A historic building at the center of downtown Howell has been given a new life.
So have two new business owners who are each opening their first brick-and-mortar businesses.
After decades of working at jewelry stores, Taline Shiklanian is striking out on her own. Shiklanian, a longtime Brighton resident, opened Taline’s Fine Jewelry on the first floor of 102 W. Grand River Ave. on Friday.
Yoga teacher Bree Boswell is gearing up to open her business, Good Yoga, next month in a space on the building’s second floor. She established a virtual yoga business earlier this year.
Many locals know the building as the old McPherson State Bank, named after a family who helped settle Howell.
More recently, the building was the location of Yax Jewelers, which operated in downtown Howell for more than 100 years and had been in the building since 1977. Long-time owner of Yax Jewelers, Tom Cunningham, retired and sold the building last year.
Developers Jeff Doyle, Geof Greeneisen and a couple of investment partners purchased the building at the northwest corner of Michigan Avenue and Grand River Avenue, which is the center of downtown Howell.
“We love the building. It’s one of the best in town. We knew we were not going to get another chance to get (a building) on one of the four corners,” Greeneisen said.

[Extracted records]
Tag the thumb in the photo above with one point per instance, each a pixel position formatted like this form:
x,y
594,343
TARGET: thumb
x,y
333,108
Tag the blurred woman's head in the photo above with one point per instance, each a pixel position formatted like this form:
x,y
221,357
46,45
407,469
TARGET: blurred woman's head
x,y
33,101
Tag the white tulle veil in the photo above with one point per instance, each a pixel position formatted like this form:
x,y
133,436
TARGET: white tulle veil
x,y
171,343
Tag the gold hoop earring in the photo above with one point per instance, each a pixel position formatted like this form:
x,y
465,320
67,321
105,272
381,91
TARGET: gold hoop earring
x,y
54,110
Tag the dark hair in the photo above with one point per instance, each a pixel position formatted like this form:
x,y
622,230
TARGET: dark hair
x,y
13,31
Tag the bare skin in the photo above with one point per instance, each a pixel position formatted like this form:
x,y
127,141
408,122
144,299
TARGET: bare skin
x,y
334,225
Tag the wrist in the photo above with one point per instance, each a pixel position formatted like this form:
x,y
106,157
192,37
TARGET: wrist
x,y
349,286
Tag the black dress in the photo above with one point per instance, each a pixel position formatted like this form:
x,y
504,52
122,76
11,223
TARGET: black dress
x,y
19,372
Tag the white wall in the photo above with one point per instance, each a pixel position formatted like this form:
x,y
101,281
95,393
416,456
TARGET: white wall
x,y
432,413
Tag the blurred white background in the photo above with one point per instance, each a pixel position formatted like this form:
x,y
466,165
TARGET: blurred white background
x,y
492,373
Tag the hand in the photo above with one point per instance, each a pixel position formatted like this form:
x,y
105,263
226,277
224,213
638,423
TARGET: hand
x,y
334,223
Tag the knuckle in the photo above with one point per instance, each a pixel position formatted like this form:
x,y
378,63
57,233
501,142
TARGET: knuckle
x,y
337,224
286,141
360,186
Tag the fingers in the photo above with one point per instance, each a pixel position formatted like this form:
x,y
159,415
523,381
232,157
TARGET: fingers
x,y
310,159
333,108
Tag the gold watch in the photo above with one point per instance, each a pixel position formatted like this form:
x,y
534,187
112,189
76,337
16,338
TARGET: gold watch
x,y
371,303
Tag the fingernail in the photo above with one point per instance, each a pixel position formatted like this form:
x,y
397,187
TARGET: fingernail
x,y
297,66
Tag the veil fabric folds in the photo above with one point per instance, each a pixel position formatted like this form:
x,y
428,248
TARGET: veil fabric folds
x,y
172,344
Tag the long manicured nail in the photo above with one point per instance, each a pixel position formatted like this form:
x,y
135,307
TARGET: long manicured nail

Exercise brief: Resume the article on the new businesses in downtown Howell's historic bank building, starting after its last sentence. The listing is separate material and has no connection to the article about the downtown Howell building.

Answer box:
A shinier future
Shiklanian has been in the jewelry business since she was 16. She got her start working at Sparkle Jewelers, a now-closed jewelry store her cousin owned in Oak Park.
Earlier this year, she was laid off from Rottermond Jewelers in Brighton, and she found herself facing an uncertain financial future.
“I prayed and prayed, Lord, give me an answer,” said Shiklanian, who lives in Brighton.
She said her cousin’s wife, Krystal Shiklanian, encouraged her to open her own store.
When First National Bank in Howell approved her loan to start the business her future became brighter.
“I was in tears. I thought, this had to be God’s blessing,” she said.
Taline’s Fine Jewelry sells gold, silver, diamond and gemstone jewelry.
Shiklanian said her price range is wide.
“It’s every price range. From $25 dollars to any size diamond you want,” she said.
“My bridal (jewelry) is my favorite. I love selling bridal because I get to be involved in their new beginnings and many of them I stay with. I know when their anniversary is,” she said. “I work around their budget and make her happy. I love making people happy.”
While she plans to hold a grand opening on Dec. 4, she said that could change because of the surge of coronavirus cases in the county.
“I’m ready to do curbside. I could do it by appointment. I’m setting up a website (for online sales),” she said.
Yoga helped her heal
Boswell said she started practicing yoga to heal from sexual trauma and infertility.
“While yoga was healing for me, I wanted to help others,” she said.
“I wanted to create a business where people with all body types could feel comfortable. I’m a plus-sized yoga instructor and I want to have a place that feelscomfortable and safe for all bodies.”
She founded Good Yoga online and got three other yoga teachers on board.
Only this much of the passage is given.